Gather every line in the rows below that contains the word "marking" and copy each one unchanged.

RECORDS |
- - -
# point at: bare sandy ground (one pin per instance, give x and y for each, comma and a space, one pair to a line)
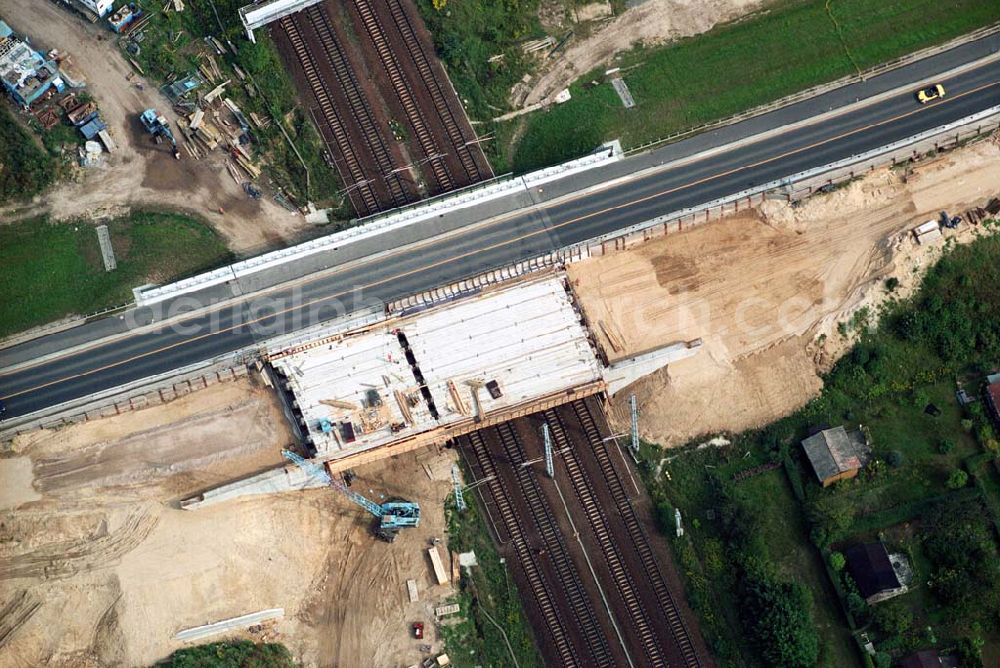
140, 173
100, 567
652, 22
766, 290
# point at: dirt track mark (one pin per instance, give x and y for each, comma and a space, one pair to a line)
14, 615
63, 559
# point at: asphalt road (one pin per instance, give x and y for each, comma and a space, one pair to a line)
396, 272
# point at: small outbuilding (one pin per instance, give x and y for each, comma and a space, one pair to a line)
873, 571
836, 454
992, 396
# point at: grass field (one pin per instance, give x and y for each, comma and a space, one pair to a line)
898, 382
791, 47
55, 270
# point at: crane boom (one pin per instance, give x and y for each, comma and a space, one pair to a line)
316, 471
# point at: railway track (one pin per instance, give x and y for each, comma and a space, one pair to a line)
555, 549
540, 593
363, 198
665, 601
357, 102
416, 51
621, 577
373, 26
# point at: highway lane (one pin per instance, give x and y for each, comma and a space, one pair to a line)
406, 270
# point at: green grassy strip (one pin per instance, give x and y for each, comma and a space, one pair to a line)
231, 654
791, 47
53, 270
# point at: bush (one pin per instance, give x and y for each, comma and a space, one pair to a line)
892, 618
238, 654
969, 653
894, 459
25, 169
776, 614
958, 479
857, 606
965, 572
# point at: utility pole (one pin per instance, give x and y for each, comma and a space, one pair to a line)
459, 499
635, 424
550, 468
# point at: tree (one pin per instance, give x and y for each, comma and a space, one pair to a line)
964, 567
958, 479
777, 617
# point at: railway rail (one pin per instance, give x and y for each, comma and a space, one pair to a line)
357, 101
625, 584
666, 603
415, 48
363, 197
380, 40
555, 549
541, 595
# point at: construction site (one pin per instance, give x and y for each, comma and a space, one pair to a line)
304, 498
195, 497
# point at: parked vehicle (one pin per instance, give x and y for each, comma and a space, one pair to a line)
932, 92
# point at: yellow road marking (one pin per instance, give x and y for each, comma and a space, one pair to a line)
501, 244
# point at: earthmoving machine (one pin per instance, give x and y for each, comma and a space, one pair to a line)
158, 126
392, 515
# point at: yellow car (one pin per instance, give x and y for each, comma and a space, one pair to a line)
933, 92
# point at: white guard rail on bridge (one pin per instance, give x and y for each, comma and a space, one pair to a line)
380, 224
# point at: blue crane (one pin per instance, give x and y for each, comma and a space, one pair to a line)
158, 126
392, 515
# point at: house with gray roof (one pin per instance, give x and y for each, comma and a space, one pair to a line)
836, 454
- - -
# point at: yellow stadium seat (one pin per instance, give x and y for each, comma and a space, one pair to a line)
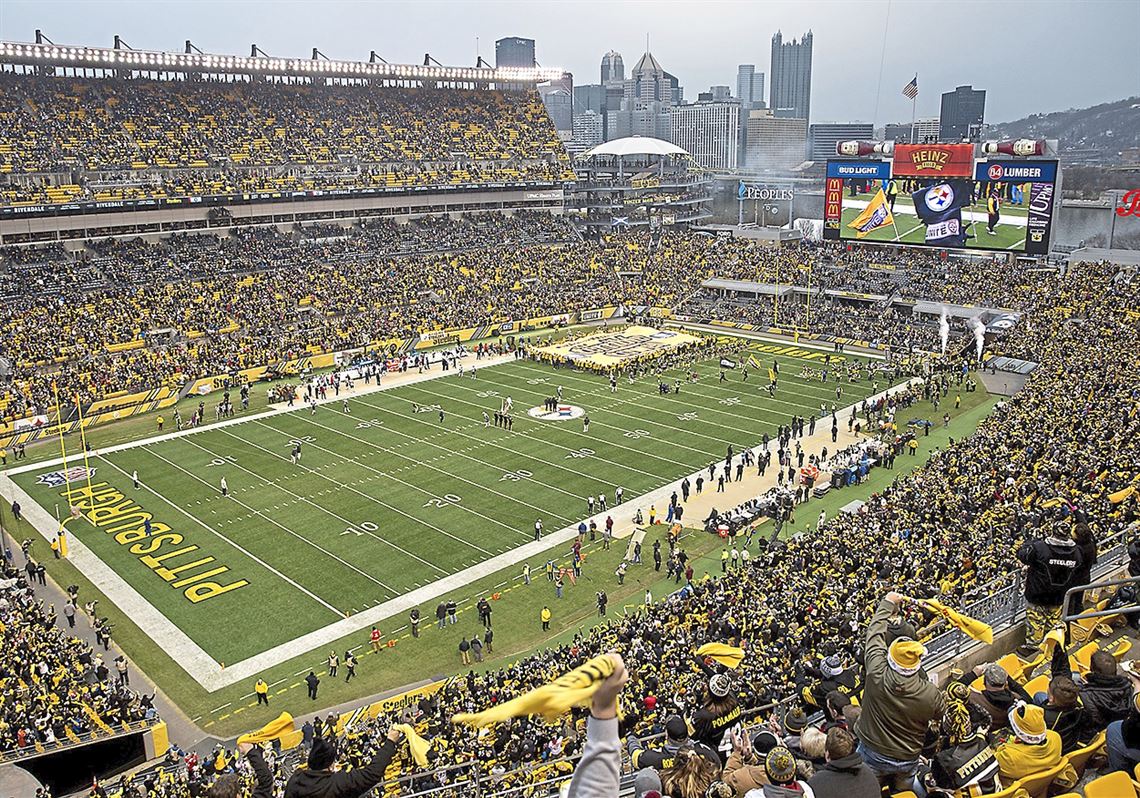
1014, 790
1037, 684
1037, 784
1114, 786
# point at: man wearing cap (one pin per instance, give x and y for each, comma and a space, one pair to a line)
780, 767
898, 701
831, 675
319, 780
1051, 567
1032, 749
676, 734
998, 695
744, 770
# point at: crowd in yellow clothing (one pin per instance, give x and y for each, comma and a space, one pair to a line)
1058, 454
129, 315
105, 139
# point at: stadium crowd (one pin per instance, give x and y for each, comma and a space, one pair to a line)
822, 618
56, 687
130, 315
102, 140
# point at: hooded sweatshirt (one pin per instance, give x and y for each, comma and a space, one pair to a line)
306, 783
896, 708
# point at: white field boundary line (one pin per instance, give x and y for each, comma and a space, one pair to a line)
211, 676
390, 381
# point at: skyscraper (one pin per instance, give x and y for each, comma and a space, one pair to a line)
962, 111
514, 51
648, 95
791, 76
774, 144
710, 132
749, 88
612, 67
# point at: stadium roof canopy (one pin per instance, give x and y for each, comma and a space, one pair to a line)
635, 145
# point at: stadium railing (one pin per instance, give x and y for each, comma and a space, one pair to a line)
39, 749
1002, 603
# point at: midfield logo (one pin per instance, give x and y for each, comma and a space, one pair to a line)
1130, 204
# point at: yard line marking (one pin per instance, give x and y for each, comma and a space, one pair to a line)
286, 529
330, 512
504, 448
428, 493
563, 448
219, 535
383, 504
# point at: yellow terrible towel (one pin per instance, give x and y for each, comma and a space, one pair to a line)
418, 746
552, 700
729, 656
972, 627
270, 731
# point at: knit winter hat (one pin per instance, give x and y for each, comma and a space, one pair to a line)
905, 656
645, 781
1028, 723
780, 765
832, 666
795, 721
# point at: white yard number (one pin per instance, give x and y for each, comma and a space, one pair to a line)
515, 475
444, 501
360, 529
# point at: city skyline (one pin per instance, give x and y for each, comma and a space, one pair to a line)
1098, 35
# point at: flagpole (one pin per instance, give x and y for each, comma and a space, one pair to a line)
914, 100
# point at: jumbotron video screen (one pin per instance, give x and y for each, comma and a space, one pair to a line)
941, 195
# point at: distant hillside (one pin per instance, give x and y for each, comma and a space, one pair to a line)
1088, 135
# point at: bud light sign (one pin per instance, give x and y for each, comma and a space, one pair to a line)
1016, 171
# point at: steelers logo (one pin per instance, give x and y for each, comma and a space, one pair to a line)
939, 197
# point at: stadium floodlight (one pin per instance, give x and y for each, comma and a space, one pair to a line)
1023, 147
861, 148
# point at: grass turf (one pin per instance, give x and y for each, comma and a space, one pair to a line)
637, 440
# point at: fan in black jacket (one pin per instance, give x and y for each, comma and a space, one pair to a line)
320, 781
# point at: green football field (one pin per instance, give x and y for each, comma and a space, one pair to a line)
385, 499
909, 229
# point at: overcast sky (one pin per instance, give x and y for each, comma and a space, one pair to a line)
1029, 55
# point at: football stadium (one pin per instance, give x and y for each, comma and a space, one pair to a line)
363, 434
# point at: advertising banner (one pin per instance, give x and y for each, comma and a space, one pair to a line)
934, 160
- - -
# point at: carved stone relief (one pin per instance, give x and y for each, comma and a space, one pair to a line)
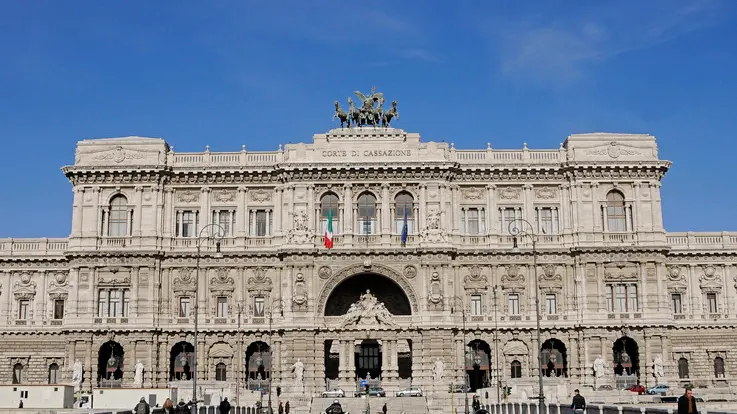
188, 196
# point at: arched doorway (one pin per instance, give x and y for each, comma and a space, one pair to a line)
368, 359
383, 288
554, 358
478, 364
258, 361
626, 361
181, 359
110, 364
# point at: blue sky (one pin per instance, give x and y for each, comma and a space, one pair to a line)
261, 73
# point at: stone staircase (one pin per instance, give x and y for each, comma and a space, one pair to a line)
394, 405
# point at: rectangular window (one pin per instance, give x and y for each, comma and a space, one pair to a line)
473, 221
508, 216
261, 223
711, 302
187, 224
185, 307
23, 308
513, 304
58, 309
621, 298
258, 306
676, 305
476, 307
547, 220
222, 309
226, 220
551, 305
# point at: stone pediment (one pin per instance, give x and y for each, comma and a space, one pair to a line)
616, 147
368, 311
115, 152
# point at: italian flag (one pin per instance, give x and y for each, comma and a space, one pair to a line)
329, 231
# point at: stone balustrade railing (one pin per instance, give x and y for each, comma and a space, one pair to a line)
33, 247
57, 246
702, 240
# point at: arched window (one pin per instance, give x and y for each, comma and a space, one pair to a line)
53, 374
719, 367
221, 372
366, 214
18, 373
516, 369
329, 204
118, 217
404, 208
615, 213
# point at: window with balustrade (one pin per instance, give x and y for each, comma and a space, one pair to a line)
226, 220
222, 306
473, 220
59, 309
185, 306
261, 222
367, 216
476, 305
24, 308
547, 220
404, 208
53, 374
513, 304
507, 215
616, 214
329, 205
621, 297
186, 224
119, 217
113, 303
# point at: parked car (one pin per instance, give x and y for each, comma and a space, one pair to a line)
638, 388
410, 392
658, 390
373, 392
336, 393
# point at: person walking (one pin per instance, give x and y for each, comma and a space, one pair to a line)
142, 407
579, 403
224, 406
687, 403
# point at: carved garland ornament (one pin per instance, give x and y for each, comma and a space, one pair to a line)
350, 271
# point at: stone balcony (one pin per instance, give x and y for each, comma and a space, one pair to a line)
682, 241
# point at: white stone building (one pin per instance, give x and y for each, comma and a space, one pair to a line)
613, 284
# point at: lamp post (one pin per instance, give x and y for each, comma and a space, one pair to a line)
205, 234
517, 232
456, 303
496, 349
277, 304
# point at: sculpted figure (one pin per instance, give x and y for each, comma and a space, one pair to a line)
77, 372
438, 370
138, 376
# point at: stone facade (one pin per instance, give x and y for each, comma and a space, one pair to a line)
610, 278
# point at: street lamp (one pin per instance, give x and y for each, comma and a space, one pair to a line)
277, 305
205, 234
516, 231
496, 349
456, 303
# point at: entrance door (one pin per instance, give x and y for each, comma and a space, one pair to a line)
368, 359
- - -
EXPECTED ANSWER |
# point at: yellow road marking (one pin per instance, give x and y for each, comma and a space, one pair to a line)
# point at: yard line marking (one pin per instance, give x and y for each, comma and a space, one pair to a line)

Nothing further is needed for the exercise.